- [Excerpted passage]:
☆ ☆ ☆ ☆ ☆
Step back and look at your situation objectively. It’s almost never as bad as you think. Just do your best, and trust Allah. He will show you a way forward, and bring you through. He will bring you relief from a direction you did not expect.
This is true. I have experienced it over and over in my life, and it is a promise from Allah:
“And whoever is conscious of Allah, He will make for him a way out, And will provide for him from where he does not expect. And whoever relies upon Allah – then He is sufficient for him. Indeed, Allah will accomplish His purpose. Allah has already set for everything a [decreed] extent.” (Quran 65:2-3)
Here is a true story that illustrates this point in an amazing way:
The Hotel Manager
Recently, a Muslim man was caught in a dilemma, where he faced two choices, both of which were onerous. This man was the manager of one of the largest hotels in Egypt. The hospitality industry in Egypt is one of the most competitive in the world so this manager always strived to provide the best possible service in his hotel. He paid attention to the smallest details, set the budget priorities, observed his staff, and got personally involved whenever a problem occurred. He was very good at his job. Because of this he was highly valued by his superiors.
However, there was one element of the job that galled him. A duty that he felt ashamed over. In any large hotel in Egypt, serving alcoholic drinks is a must, and that duty was killing him inside. He knew that serving alcohol is haram. It is forbidden by Allah, and whatever money comes from it is not blessed but haram; but it was part of the job and had to be taken care of, regardless of how he felt towards it.
Time went by and he performed his job admirably, but this business of selling alcohol was eating him up inside. Finally he decided to go to one of the well- known Egyptian sheikhs and ask his advice. After arranging for an appointment to meet this sheikh, he met him and explained the problem. The sheikh without hesitation said, “You must leave this job.”
That was not enough of an answer for the manager. He explained to the sheikh, “This is the only job I know. I’ve been working in this field all my life. I don’t know what else to do. I have a wife and children to take care of. I can’t just leave the job and be unemployed and penniless like so many others in Egypt.”
The sheikh replied, “Did you come to me thinking that I might give you permission to do what Allah forbids? Leave this job for the sake of Allah.”
The man, not knowing what to do, said, “But I have family to take care of. I’m their only source of money. How will I feed my children? If I leave the job, I won’t be able to provide them with the simplest needs of life. What shall I do?”
☆ ☆ ☆ ☆ ☆
- [Study questions]:
1. In the passage on trusting Allah, what did the sheikh tell the hotel manager without hesitation?
2. Copy the portion of the passage on trusting Allah that runs from "Here is a true" to "by his superiors.".

- [Data]:
☆ ☆ ☆ ☆ ☆
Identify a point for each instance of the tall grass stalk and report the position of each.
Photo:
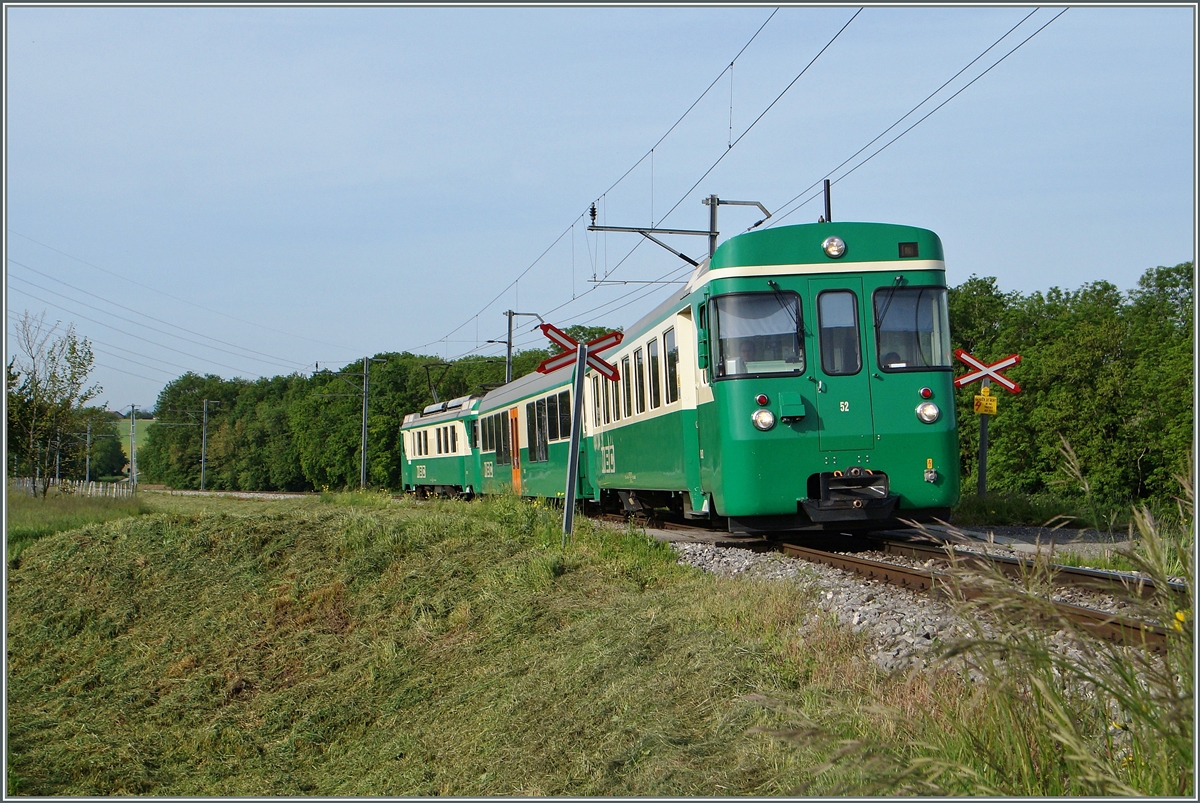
☆ ☆ ☆ ☆ ☆
- [Answers by item]:
1. "You must leave this job."

2.
Here is a true story that illustrates this point in an amazing way:
The Hotel Manager
Recently, a Muslim man was caught in a dilemma, where he faced two choices, both of which were onerous. This man was the manager of one of the largest hotels in Egypt. The hospitality industry in Egypt is one of the most competitive in the world so this manager always strived to provide the best possible service in his hotel. He paid attention to the smallest details, set the budget priorities, observed his staff, and got personally involved whenever a problem occurred. He was very good at his job. Because of this he was highly valued by his superiors.